◆ Ausgangstext:
------

V. 7. Wie lieblich sind usw. Wieder stärkt der Prophet die Frommen in der Zuversicht zur Gewissheit des göttlichen Wortes, damit sie doch ja nicht in irgendeiner Weise sich dem Zweifel daran hingeben, dass ihre frühere Freiheit wiederhergestellt werden wird, und ihren Mut in jener harten Knechtschaft durch die gewisse Hoffnung stützen. In glänzenden Redewendungen verkündet er aber diese Botschaft, damit die Frommen versichert sein können, dass die Hoffnung zukünftigen Heils ihnen im Unglück von Gott her dargeboten wird. Und sicherlich müssen sie, da es Gott ist, der redet, den Trost ergreifen, der ihnen hilft, ruhig und geduldig die Erfüllung der Verheißung zu erwarten. Diese Ausschmückung der Rede bedeutet also: Wollt ihr denn so undankbar sein, dass euch dieser herrliche Schatz nicht genügt, ein Wort, das so große Wohltaten einschließt? Wollt ihr verlangen, was euch nicht taugt? Wollt ihr Gott herausfordern? Denn der Prophet will eben das Volk vom Misstrauen heilen, da es sich durch allerlei Lockungen verleiten ließ und überhaupt sich nicht bei dem Worte Gottes beruhigte. Darum hebt er die Herrlichkeit der Verkündigung hervor und zeigt, dass der Herr mehr schenkt, als wir sagen und erdenken können. Es ist aber ersichtlich, dass hier nicht von jeglicher Verkündigung die Rede ist, sondern eben von der, welche Trost zu schaffen vermag. Drum heißt es, dass deren Kommen schön und erwünscht ist, die den Trost aus Gottes Munde verkündigen, wodurch nicht nur unsere Traurigkeit gehoben, sondern auch das Herz mit Freude erfüllt wird. Es handelt sich ja um die Verkündigung des Heils; darum sagt der Prophet, dass Friede, Gutes und Heil verkündigt wird. Mit dem Wort „Friede“ wird ein gedeihlicher und glücklicher Zustand bezeichnet, wie schon früher mehrfach bemerkt ist.

------

◆ Bereitgestelltes Material:
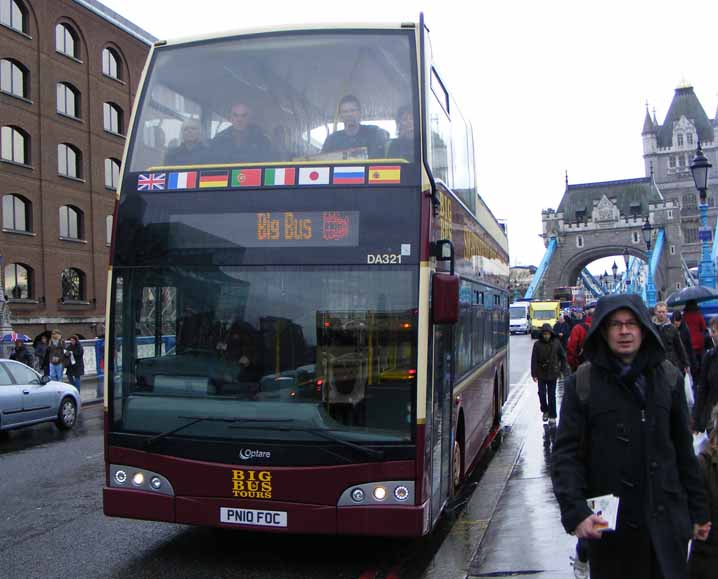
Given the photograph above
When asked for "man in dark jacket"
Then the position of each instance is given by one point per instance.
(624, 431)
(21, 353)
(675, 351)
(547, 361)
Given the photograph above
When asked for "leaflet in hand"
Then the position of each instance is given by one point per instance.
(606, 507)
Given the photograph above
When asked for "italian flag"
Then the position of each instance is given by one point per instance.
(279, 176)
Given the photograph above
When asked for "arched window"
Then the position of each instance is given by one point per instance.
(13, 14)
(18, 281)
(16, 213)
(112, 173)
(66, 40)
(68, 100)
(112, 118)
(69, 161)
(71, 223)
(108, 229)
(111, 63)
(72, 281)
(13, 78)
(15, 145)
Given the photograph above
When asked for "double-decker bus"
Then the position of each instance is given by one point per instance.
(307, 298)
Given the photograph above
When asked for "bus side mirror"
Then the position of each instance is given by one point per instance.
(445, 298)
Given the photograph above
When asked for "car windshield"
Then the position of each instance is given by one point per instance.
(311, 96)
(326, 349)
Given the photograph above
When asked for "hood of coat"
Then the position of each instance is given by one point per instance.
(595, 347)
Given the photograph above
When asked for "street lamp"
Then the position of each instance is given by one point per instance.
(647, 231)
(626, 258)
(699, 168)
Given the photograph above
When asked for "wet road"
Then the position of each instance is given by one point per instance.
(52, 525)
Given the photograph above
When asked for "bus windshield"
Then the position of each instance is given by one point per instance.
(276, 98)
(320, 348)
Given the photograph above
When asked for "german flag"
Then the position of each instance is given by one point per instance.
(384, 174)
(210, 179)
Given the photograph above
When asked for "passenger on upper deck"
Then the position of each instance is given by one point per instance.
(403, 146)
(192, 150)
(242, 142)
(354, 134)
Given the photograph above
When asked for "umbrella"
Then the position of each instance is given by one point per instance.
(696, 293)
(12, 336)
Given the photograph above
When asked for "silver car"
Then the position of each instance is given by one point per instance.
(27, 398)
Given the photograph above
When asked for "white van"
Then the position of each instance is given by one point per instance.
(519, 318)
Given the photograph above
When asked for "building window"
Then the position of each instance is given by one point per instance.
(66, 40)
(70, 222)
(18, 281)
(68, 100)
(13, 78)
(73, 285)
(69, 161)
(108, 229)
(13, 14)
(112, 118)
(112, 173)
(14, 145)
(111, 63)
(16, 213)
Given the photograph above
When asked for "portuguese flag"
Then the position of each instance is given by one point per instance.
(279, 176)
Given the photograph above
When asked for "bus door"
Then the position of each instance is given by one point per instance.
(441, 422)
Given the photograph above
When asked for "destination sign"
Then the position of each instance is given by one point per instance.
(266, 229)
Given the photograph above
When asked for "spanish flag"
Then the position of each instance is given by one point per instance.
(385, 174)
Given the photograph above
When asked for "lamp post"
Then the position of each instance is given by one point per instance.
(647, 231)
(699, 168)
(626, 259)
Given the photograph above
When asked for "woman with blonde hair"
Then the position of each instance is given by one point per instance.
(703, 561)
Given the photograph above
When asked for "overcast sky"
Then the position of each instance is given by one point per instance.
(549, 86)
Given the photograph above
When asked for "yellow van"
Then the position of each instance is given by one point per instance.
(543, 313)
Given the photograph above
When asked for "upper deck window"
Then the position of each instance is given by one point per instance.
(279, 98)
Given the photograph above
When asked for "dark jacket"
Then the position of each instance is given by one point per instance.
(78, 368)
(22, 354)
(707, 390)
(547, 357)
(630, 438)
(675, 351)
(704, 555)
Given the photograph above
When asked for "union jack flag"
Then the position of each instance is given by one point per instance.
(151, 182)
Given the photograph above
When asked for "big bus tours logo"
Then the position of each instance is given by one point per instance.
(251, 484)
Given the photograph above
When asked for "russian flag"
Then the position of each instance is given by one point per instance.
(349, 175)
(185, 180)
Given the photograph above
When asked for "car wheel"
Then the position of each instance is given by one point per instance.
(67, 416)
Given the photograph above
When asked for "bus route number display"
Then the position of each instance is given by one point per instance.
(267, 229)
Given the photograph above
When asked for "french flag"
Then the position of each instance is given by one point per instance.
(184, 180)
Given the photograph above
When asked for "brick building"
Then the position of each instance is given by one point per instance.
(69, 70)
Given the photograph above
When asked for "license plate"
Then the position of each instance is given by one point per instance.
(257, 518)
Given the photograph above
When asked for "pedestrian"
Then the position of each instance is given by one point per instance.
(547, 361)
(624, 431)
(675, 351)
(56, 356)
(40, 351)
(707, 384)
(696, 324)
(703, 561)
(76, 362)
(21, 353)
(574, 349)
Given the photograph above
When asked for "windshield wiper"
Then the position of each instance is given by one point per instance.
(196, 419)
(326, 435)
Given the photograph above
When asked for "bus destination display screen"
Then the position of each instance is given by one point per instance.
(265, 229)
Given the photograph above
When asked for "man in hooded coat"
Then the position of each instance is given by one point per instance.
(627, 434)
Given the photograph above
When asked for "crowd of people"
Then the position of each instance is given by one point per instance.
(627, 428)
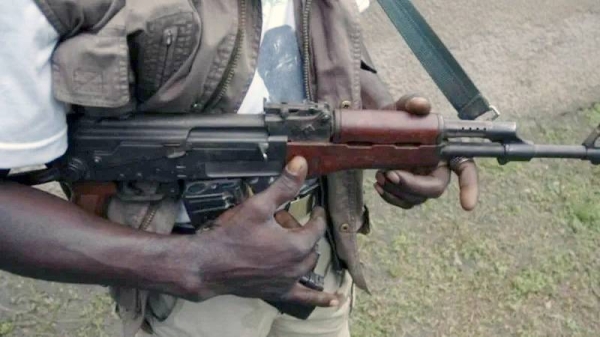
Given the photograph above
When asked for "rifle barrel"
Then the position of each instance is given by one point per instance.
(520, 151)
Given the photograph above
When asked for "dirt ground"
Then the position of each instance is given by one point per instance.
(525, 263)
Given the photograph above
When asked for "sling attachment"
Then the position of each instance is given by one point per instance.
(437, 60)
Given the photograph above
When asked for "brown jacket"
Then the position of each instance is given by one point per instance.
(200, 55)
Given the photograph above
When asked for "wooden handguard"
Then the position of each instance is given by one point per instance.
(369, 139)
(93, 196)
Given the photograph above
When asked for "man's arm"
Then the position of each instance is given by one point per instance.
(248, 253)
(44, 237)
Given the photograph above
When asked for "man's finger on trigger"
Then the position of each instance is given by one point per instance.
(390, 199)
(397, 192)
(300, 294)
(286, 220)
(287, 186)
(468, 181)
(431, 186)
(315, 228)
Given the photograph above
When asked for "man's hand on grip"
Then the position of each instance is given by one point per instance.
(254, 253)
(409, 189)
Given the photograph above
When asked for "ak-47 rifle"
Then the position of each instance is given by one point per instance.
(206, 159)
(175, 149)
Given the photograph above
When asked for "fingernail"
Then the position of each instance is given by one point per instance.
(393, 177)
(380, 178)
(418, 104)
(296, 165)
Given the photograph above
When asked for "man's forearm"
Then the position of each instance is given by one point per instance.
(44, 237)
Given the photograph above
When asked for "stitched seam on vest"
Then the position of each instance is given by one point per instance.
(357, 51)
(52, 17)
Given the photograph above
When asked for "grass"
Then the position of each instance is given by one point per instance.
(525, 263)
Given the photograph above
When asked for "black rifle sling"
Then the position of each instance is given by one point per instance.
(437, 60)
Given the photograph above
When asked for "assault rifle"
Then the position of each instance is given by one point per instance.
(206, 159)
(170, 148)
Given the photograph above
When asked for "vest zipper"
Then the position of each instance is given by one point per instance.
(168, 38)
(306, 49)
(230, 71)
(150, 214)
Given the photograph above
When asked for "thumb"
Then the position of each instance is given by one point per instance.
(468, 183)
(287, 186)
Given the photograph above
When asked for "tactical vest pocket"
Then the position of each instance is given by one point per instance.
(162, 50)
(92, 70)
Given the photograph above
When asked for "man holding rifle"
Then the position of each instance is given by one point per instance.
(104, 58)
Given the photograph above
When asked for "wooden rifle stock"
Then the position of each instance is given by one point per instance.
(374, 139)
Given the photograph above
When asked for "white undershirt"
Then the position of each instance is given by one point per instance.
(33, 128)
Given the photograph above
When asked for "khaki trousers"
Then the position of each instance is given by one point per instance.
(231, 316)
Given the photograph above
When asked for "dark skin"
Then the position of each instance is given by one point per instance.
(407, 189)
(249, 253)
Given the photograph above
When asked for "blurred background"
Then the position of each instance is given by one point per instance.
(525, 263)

------

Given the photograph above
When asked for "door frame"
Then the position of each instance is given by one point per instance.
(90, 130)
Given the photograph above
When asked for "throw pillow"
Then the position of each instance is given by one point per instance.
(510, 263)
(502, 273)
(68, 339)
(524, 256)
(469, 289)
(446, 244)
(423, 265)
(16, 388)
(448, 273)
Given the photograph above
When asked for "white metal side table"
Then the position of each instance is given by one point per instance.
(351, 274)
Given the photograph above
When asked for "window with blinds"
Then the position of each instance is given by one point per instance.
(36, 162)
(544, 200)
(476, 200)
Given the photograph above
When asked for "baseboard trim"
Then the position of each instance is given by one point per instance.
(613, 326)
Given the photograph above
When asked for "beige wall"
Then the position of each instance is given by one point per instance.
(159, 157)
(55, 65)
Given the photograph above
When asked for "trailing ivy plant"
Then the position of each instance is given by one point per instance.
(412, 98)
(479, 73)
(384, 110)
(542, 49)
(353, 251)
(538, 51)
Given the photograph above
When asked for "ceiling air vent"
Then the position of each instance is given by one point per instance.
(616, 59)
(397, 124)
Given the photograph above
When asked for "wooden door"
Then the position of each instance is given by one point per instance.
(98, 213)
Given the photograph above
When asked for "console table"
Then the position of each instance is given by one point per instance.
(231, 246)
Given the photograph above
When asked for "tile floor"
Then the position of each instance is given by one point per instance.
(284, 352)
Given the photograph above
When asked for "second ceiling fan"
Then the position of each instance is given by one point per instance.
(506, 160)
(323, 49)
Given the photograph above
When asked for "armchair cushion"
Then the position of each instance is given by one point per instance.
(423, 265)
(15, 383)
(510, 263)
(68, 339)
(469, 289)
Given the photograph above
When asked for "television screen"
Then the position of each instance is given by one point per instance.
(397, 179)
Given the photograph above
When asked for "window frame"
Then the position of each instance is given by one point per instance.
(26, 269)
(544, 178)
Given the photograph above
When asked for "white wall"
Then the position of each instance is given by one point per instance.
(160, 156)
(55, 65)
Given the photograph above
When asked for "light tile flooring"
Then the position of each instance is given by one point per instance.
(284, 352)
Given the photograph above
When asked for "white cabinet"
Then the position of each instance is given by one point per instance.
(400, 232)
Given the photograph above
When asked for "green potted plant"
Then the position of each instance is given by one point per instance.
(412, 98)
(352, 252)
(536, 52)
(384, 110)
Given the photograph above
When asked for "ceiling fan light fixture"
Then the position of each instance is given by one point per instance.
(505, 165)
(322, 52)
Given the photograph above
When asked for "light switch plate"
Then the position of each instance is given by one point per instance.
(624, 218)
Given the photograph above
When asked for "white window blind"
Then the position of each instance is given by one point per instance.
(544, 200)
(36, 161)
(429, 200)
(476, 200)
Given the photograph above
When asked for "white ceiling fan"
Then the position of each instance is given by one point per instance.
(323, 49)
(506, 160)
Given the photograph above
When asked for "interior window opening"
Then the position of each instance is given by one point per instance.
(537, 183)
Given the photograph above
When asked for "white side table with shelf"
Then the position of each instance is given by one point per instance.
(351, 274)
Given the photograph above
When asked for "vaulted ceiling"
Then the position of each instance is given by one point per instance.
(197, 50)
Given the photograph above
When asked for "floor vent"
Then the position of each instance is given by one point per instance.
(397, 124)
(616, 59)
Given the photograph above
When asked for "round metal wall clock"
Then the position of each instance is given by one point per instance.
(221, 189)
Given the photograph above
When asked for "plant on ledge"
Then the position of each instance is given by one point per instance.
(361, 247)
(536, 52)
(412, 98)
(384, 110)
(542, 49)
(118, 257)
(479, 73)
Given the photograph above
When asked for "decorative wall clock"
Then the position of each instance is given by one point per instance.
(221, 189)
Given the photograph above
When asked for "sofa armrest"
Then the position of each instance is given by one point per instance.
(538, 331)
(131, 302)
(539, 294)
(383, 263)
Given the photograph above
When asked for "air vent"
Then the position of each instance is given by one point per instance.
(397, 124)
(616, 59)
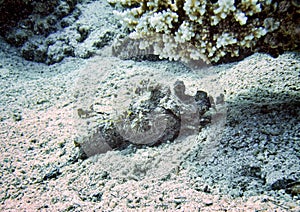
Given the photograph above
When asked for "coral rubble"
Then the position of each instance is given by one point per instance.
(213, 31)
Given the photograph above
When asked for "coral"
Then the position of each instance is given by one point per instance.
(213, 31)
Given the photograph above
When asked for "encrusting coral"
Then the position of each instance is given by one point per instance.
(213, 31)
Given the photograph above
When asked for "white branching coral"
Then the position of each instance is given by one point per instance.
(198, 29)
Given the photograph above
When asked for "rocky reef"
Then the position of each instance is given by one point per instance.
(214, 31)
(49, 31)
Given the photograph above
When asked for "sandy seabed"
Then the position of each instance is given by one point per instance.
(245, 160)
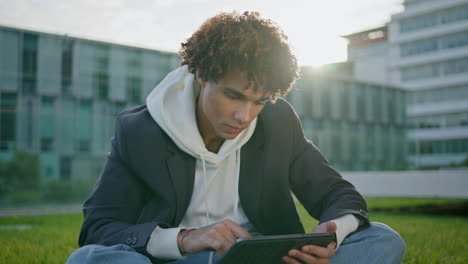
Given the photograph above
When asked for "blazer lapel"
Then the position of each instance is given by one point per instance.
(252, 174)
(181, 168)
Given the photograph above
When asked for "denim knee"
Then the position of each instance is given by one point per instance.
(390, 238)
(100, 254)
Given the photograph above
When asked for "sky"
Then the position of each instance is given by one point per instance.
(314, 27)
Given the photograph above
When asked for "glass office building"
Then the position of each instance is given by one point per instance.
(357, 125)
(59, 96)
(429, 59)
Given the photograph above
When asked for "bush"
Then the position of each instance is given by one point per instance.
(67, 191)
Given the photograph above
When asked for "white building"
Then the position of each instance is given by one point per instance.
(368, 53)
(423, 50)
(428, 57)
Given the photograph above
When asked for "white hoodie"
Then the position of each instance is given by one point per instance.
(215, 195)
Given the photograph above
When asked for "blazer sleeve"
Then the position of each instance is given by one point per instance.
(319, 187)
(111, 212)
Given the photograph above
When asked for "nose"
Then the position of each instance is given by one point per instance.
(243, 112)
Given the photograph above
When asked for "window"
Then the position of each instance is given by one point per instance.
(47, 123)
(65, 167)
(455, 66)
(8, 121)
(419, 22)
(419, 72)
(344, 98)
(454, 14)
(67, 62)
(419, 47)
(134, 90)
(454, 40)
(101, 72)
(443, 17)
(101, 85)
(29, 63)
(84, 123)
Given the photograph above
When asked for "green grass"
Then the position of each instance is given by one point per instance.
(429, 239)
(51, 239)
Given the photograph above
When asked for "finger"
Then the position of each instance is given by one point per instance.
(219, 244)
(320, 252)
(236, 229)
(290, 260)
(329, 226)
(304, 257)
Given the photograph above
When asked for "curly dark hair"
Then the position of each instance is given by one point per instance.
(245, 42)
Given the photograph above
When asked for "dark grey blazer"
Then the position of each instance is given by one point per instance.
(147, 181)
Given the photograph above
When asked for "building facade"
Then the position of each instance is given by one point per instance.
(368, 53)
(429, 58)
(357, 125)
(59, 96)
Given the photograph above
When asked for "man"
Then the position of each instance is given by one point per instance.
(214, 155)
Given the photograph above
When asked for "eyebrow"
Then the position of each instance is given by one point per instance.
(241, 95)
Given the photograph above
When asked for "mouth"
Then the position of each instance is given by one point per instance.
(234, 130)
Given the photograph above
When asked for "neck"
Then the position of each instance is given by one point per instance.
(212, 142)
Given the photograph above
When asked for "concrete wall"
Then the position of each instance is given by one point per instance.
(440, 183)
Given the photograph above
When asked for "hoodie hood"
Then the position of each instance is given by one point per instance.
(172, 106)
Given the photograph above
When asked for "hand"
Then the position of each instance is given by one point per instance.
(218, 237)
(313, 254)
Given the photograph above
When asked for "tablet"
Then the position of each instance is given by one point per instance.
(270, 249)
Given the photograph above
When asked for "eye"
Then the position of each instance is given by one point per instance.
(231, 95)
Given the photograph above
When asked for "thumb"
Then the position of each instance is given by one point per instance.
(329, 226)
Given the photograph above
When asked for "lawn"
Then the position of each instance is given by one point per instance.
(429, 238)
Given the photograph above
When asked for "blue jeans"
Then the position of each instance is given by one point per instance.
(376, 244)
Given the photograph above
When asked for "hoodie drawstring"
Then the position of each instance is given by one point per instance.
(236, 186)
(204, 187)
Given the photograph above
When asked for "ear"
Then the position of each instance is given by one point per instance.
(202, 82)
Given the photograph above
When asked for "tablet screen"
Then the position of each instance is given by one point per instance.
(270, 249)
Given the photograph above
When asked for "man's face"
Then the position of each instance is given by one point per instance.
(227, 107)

------

◆ Kurze Aufgabe: Welchen Zustand bezeichnet das Wort „Friede“ laut dem Ausgangstext? Die Datensätze stehen in keinem Zusammenhang mit dem Ausgangstext.

◆ Antwort: Es bezeichnet einen gedeihlichen und glücklichen Zustand.